Excerpt provided -
The collapse of talks will likely negatively impact Iraq’s National Conference, which started Sunday (Aug 15), gathering some 1,300 delegates from all over Iraq.

Al-Sadr along with Sunni religious leaders refused to attend the Conference, saying that any political gathering of the type while Iraq is an occupied country does not represent the free will of Iraqis, and thus it is null and void.

Moreover in an extraordinary show of unity, religious leaders of both Sunni and Shi’a issued a religious ruling (fatwa) to say that it is treason, both religiously and nationally, for any Iraqi to collaborate with the occupiers.

Thus the Iraqi resistance, both politically and militarily is taking a new dimension, causing serious headaches to the Bush administration.

And on the ground in a show of unity the Sunni city of Falluja, under siege itself by the Americans in central Iraq, is supplying the Shi’a city of Najaf in the south with needed food and water.

Record extracts -

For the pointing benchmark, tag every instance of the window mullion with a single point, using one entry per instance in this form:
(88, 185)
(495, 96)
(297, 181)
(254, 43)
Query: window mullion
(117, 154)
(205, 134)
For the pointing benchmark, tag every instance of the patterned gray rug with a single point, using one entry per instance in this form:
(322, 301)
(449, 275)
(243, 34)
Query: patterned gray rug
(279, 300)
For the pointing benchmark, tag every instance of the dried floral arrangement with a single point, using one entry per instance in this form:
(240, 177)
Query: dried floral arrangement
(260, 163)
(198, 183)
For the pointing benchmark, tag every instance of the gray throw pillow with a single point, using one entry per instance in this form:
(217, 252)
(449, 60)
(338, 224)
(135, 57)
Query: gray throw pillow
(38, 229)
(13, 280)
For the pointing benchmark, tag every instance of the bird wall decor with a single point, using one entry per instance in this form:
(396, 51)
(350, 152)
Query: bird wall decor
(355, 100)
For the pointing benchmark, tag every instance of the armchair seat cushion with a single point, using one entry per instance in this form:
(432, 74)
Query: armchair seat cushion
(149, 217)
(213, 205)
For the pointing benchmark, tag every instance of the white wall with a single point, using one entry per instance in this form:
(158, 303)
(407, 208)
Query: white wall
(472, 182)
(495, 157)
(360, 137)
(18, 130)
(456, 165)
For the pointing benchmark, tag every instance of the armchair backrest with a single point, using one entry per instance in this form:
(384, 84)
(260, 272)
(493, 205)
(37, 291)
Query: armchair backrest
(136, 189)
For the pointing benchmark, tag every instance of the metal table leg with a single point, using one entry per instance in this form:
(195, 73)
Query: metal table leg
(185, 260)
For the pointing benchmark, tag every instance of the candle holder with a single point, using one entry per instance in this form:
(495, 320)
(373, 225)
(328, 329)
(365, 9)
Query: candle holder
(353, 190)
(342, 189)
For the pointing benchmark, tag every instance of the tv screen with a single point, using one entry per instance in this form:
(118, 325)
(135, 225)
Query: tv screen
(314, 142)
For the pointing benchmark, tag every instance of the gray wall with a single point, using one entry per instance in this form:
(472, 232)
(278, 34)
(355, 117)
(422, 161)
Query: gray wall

What to do -
1. Please translate this sentence from the excerpt on Iraq's National Conference into Spanish: "Thus the Iraqi resistance, both politically and militarily is taking a new dimension, causing serious headaches to the Bush administration."
2. Answer from the excerpt on Iraq's National Conference:
(a) About how many delegates did the Conference gather?
(b) What did the fatwa issued by Sunni and Shi'a leaders declare to be treason?
(c) Which city is supplying Najaf with food and water?
3. Resume the excerpt on Iraq's National Conference, continuing from its final sentence.

Numbered responses -
1. Así, la resistencia iraquí, tanto en lo político como en lo militar, está adquiriendo una nueva dimensión, lo que le causa serios dolores de cabeza a la administración Bush.

2.
(a) Some 1,300 delegates.
(b) Any Iraqi collaborating with the occupiers, which it called treason both religiously and nationally.
(c) Falluja.

3.
But who is this young religious leader who is challenging the occupation forces of the most powerful military in the world? Who is this man, who was offered a leading government Minister job by the Americans, but turned it down?

To Iraqis, the young man, in his thirties is a hero in life and a martyr if killed or assassinated.

The young Al-Sadr is the fourth son of Mohammed Sadeq Al-Sadr, a pre-eminent Iraqi religious scholar. The young Al-Sadr, at age 25, saw his two elder brothers assassinated by the Iraqi regime along with his father in 1999.

Earlier in 1980 the young Al-Sadr as a child saw his father taking delivery of the corpses of his cousins, Imam Al-Sayyid Baqir Al-Sadr and his sister, after they had been executed by Saddam Hussein.

The young Al-Sadr found himself responsible for a family of widows and orphans — his mother, his brothers’ wives, his sister whose husband was also assassinated, and a large number of nieces and nephews.

This gave the young Al-Sadr a sense of power to change what came out of Iraq, and he pledged to speak out against oppression, aggression, and injustices committed either by fellow Iraqis like Saddam Hussein or later by the occupation forces.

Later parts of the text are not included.